──────── MATERIALS PROVIDED ────────
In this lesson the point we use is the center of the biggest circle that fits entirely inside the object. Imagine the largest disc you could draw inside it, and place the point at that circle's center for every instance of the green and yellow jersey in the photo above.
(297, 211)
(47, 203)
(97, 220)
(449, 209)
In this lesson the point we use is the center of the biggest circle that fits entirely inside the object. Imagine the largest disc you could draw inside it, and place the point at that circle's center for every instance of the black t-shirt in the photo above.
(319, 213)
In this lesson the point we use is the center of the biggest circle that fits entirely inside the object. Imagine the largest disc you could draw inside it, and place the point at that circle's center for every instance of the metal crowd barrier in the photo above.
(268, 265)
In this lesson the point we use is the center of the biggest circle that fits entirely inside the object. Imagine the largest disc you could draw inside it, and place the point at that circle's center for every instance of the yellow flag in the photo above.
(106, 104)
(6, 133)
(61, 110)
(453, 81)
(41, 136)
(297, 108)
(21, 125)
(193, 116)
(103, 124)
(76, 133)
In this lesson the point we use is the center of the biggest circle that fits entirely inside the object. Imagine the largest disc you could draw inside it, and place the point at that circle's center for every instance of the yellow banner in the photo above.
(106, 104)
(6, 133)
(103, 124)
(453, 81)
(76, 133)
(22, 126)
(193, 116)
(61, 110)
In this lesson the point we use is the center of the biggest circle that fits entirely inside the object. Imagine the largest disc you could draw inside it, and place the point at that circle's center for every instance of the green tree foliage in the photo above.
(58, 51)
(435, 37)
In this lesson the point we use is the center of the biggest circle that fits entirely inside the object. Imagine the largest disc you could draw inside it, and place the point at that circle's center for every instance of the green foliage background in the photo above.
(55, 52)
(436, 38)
────────
◆ **WHAT IS EXPECTED**
Starting at the line that contains "foliage in the photo above." and ending at the end of the records, write those lines out again, swapping "lesson" for "exercise" and leaving everything else as it is.

◆ **COMPLETE OUTPUT**
In this exercise the point we use is the center of the biggest circle that fits entirely inside the object. Imagine the largest disc you could draw inside it, and place the point at that circle's center for every instance of the green tree foliage in the photo above.
(58, 51)
(435, 37)
In this exercise the point we use is the center of the biggest circle that fits entirely inside the object. Imagine the largest disc you could draw inside it, and place the point at that circle's center for every instance of the green foliage background in the photo above.
(55, 52)
(436, 38)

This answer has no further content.